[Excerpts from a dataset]
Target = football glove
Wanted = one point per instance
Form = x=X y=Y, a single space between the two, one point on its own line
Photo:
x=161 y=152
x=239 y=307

- _TASK DESCRIPTION_
Indicate the number of lines in the data above that contain the string "point", without any additional text.

- _WRITTEN ANSWER_
2